▶ [Passage]
Electricity Through Compost: The Jean Pain Method

Jean Pain Composting Method

Jean Pain with Compost Heap and Water Bearing Hose

Jean Pain was a French visionary who established a compost based bio-energy system that provided all his energy needs. For washing and heating he heated water to 60 degrees Celsius at a rate of 4 liters a minute. Through these experiments he concluded that a circular coil or series of concentric circular coils was the best design for extracting heat from a compost consistent with ease of constructing and deconstructing the pile. He also distilled enough methane to power an electricity generator, cooking elements, and run his truck. Come to be known as the Jean Pain Method this process of energy production through the composting of waste materials has been exported throughout the world.

The idea is to produce and store methane generated from the compost pile but in order to do so, the temperature must be kept fairly low. The micro-organisms in the compost generate a lot of heat trying to break down that matter and running water through the system will keep the temperature low enough for the methane-producers to be happy. The side effect of this cooling system is hot water coming out the other end. Put simply this system starts with a carefully constructed, large pile of biomass.  The biomass heats up as it goes through the composting process.  Pipes running through the pile pick up heat which can be used for domestic water heating and/or space heating.  Some schemes simultaneously collect bio-gas, which can be used for cooking fuel or even running a vehicle or generator.

Wheelie Bin Hot Water Heater

The devastation of the Mediterranean forest by fire was of chief concern to Pain. With the introduction of grazing animals and cereal cropping thousands of years ago a terminal course of de-humification of soils was set in motion. He experimented with the production of compost from brushwood thinnings around France’s parched southern forest. Pain demonstrated by progressive applications of this compost and mulching technique that high quality vegetables could be grown without irrigation in these dry soils. He further speculated that the forest itself could he regenerated by selective use of the same material.

▶ [Data lines]
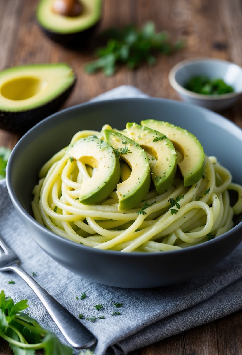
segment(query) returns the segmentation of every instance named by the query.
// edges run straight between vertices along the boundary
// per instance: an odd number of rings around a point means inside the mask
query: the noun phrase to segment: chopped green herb
[[[207,193],[208,193],[210,191],[210,187],[209,187],[208,189],[207,189],[205,190],[205,192],[204,193],[204,195],[207,195]]]
[[[104,306],[103,305],[96,305],[96,306],[94,306],[97,311],[99,311],[100,310],[104,308]]]
[[[121,313],[118,311],[118,312],[116,312],[116,311],[114,311],[112,313],[111,315],[111,317],[113,317],[114,316],[120,316],[121,314]]]
[[[181,40],[171,43],[165,31],[156,32],[154,23],[151,21],[140,30],[129,25],[110,28],[103,35],[107,39],[106,46],[96,51],[98,59],[85,66],[89,74],[101,70],[106,76],[110,76],[115,72],[117,64],[125,65],[132,70],[144,63],[153,65],[156,55],[170,54],[184,45]]]
[[[163,139],[165,139],[165,138],[167,138],[167,137],[166,137],[165,136],[163,136],[163,137],[156,137],[154,138],[152,142],[158,142],[158,141],[162,141]]]
[[[204,95],[221,95],[234,91],[233,88],[222,79],[211,79],[203,76],[191,78],[185,88],[191,91]]]
[[[127,153],[131,153],[130,150],[126,146],[125,146],[123,148],[119,148],[114,149],[114,152],[117,157],[119,157],[120,154],[127,154]]]
[[[81,294],[81,300],[84,300],[84,299],[86,298],[87,297],[87,295],[86,292],[82,292]]]
[[[175,208],[171,208],[171,209],[170,209],[170,211],[172,214],[175,214],[178,212],[178,210],[175,209]]]
[[[7,163],[11,151],[5,147],[0,147],[0,179],[5,179]]]
[[[154,203],[155,203],[156,202],[156,201],[154,201],[150,204],[149,204],[149,203],[147,203],[145,202],[144,204],[144,206],[142,207],[141,209],[140,209],[139,211],[137,211],[137,213],[138,214],[143,214],[144,215],[146,214],[146,212],[145,211],[144,211],[144,210],[146,209],[146,208],[148,208],[149,207],[151,207],[153,204],[154,204]]]
[[[111,298],[111,300],[114,306],[115,306],[116,308],[120,308],[123,305],[122,303],[117,303],[113,301]]]
[[[72,355],[72,348],[62,344],[22,312],[28,307],[27,302],[22,300],[15,304],[3,290],[0,293],[0,337],[9,343],[15,355],[33,355],[40,349],[45,355]]]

▶ [Aim of the task] Resume the Jean Pain composting passage, picking up after its last sentence. The data here is independent material, unrelated to the Jean Pain composting passage.

▶ [Answer to the task]
Pain pointed the way to making productive the expanse of scrub and dry forest of the sub-temperate and sub-tropic regions, whose soils were exhausted by the ware and tare caused by the natural course of modernity. Motivated by a profound hindsight into the inevitable depletion of natural resources, he mobilised the production of industrial grade energy from a simple yet abundant earth resource.  Its main attraction is the promise of a carbon neutral way of generating useful amounts of heat over long periods of time.  Most importantly this energy production system provides an economical if unique alternative to the modern world’s dependence on fossil fuels.

Jean Pain Early Heat Exchanger

Simply the technology works because Compost heats up. Reaching 60°C (140°F), a heap of this volume would ferment for up to 18 months and provide through a plastic coil embedded in the pile heated water for domestic use throughout its production life. Pain heated his five room 100 m2 house and provided hot water for its occupants from a 50 ton pile for six months, and a 12 ton pile maintained that output for a full 18 months.     It takes some work to build one of the structured compost piles and set up the heat extraction plumbing, but then you may be able to get useful heating from

the pile for an entire heating season.  The efficiency is claimed to be of the same order as burning the biomass — maybe even a little better.  In many cases, the biomass can be material that would just be left to rot in place.   The mixture should be well watered as a dry mix will not work so well. It is in the harnessing of the heat given off in the core of the wheelie bin that makes the process work.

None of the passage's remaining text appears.